→ **What the task asks**
Print the entries verbatim, leaving out the images they contain.

(Collection entries)

========================

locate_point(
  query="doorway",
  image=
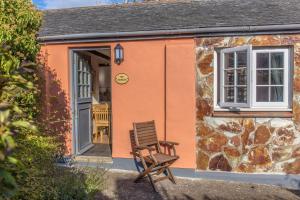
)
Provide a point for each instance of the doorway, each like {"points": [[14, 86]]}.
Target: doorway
{"points": [[91, 81]]}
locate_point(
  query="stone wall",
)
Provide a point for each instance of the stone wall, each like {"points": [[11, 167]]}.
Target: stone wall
{"points": [[245, 144]]}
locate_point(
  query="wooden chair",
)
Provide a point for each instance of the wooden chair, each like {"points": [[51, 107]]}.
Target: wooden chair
{"points": [[101, 118], [154, 162]]}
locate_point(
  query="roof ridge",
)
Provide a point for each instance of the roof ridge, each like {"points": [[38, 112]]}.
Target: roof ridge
{"points": [[123, 5]]}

========================

→ **Response to the task**
locate_point(
  query="doorway",
  image=
)
Provide a point for each instance of the doorway, each like {"points": [[14, 86]]}.
Target: doorway
{"points": [[91, 81]]}
locate_point(
  query="stone wall",
)
Provide a point for each instance of the stone wall, each like {"points": [[11, 167]]}.
Target: stone wall
{"points": [[245, 144]]}
locate_point(
  query="wooden chair",
)
Provide a point for each instance of the wooden chair, each like {"points": [[51, 107]]}.
Target: wooden chair
{"points": [[101, 118], [154, 162]]}
locate_point(
  query="roof ridge",
)
Provide a point for each instance of the roof ridge, each like {"points": [[38, 112]]}.
Target: roof ridge
{"points": [[123, 5]]}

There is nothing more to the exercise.